→ **Work to do**:
Copy out the records below word for word, from the line containing "In this exercise you will spot each instance of the flower" through the line containing "(1219, 836)".

→ **Input for this task**:
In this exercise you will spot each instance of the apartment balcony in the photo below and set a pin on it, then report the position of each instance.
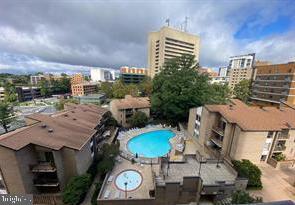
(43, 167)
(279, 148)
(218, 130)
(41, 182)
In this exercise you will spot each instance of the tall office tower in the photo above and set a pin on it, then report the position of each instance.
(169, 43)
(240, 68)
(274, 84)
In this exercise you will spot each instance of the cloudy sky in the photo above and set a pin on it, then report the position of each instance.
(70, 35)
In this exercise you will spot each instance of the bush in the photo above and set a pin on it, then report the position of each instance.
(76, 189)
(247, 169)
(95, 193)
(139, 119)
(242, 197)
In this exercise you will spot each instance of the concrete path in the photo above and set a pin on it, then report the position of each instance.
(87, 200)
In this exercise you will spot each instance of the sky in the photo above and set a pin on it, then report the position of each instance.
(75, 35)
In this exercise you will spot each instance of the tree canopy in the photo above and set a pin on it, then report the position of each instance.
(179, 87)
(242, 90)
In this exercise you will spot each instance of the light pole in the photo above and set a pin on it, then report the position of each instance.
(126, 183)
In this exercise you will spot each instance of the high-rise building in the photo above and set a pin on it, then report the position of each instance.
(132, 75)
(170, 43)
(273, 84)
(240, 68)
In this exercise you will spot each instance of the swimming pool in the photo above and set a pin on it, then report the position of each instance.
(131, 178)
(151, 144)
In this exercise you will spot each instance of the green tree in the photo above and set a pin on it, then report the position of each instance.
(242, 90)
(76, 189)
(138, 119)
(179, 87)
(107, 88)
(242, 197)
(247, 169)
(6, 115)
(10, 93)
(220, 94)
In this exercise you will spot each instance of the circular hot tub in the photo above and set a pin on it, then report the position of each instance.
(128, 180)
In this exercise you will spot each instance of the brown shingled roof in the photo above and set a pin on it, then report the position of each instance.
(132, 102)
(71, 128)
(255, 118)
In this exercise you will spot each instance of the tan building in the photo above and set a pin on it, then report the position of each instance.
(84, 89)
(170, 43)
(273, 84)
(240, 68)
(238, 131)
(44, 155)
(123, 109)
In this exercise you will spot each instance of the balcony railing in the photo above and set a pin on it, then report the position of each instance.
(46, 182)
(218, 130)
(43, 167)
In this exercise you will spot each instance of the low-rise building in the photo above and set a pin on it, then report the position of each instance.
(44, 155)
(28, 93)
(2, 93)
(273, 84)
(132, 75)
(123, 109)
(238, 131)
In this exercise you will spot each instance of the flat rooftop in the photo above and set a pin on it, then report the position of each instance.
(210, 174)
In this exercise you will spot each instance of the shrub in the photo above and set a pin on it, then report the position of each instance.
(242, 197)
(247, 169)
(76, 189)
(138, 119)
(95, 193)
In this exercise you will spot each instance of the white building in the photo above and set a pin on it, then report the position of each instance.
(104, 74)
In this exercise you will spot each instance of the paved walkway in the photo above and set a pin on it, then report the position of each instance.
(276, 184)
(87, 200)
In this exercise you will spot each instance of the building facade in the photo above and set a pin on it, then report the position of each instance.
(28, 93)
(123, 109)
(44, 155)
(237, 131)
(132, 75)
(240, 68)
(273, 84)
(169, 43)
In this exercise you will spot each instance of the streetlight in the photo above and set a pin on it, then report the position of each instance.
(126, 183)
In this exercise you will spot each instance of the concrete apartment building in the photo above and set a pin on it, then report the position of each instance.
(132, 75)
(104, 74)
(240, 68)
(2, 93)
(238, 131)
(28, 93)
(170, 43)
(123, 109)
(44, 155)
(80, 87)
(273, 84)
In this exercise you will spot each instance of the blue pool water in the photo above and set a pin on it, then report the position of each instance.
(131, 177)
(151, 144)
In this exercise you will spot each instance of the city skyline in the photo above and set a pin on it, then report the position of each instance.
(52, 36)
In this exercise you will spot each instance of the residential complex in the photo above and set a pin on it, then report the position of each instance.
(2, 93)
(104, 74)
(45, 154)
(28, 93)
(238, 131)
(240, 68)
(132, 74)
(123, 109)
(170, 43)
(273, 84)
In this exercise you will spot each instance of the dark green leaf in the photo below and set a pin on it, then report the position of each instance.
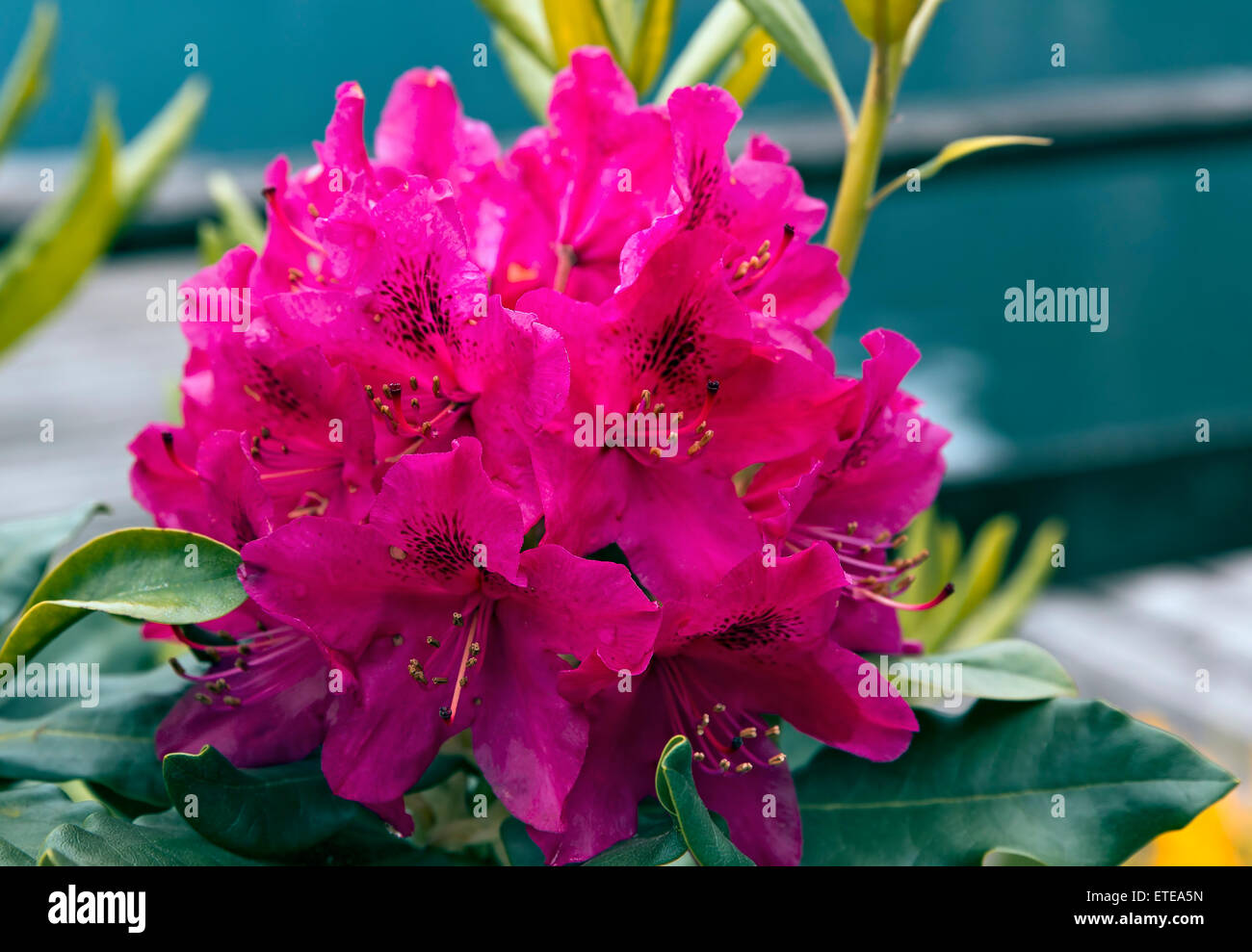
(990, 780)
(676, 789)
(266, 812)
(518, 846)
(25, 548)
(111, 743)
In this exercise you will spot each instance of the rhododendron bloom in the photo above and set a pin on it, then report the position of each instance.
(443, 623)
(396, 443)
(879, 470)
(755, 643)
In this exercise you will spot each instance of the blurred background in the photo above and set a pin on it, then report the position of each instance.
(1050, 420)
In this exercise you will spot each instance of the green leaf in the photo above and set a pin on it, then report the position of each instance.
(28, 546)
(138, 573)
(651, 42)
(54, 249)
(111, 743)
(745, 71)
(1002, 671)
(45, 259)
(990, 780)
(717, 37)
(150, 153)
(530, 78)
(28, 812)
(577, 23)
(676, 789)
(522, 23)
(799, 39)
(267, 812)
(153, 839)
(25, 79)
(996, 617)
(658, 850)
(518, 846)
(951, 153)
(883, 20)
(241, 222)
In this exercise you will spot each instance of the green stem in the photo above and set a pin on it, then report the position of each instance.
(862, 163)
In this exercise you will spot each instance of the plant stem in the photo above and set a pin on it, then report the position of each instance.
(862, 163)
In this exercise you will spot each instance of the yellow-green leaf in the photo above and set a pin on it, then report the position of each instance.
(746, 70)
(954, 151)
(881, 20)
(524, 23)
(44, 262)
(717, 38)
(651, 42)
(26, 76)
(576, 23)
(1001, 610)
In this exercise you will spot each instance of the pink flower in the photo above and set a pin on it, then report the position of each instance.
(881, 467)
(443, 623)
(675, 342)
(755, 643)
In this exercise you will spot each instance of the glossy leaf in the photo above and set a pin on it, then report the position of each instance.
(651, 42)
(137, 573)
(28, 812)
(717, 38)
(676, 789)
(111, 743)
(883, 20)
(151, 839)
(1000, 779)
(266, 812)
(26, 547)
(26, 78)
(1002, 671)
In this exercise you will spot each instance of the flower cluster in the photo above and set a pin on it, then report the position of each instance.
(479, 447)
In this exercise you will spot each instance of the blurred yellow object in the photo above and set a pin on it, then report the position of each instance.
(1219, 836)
--
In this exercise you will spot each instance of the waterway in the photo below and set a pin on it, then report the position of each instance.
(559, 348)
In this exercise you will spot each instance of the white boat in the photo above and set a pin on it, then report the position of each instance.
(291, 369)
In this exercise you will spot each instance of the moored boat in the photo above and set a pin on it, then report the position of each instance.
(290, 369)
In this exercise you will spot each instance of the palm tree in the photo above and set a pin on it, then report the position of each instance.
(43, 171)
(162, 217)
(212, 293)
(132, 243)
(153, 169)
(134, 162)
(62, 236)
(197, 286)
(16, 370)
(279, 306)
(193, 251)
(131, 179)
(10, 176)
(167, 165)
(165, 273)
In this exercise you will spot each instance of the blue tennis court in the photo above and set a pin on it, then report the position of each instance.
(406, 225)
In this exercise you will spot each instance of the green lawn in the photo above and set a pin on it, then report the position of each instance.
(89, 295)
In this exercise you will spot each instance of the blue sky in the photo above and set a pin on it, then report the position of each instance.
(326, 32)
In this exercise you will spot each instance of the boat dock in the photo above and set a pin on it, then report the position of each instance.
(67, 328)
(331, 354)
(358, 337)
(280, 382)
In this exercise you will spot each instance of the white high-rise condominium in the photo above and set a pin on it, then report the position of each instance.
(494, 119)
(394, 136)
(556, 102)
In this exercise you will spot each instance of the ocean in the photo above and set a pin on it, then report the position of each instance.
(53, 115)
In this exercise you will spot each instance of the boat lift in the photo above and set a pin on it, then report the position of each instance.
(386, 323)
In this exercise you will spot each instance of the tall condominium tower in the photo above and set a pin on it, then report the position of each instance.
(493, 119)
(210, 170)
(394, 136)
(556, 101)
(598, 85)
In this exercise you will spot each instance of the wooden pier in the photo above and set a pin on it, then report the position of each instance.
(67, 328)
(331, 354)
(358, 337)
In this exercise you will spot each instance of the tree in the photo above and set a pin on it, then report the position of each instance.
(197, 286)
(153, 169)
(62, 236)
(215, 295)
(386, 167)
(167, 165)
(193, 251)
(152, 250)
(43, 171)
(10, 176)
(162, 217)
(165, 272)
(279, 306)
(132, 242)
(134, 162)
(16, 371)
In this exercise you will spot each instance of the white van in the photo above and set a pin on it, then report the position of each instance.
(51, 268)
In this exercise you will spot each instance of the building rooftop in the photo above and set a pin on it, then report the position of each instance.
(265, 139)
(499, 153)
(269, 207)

→ **Exercise answer**:
In this exercise you will spot each instance of the flower cluster in the photo above and set a pin on it, then report the position of each instance.
(479, 447)
In this exercise you will spot each instance of the blurred yellow object in the photo above and set a pin on it, then report the position of each instance.
(1219, 836)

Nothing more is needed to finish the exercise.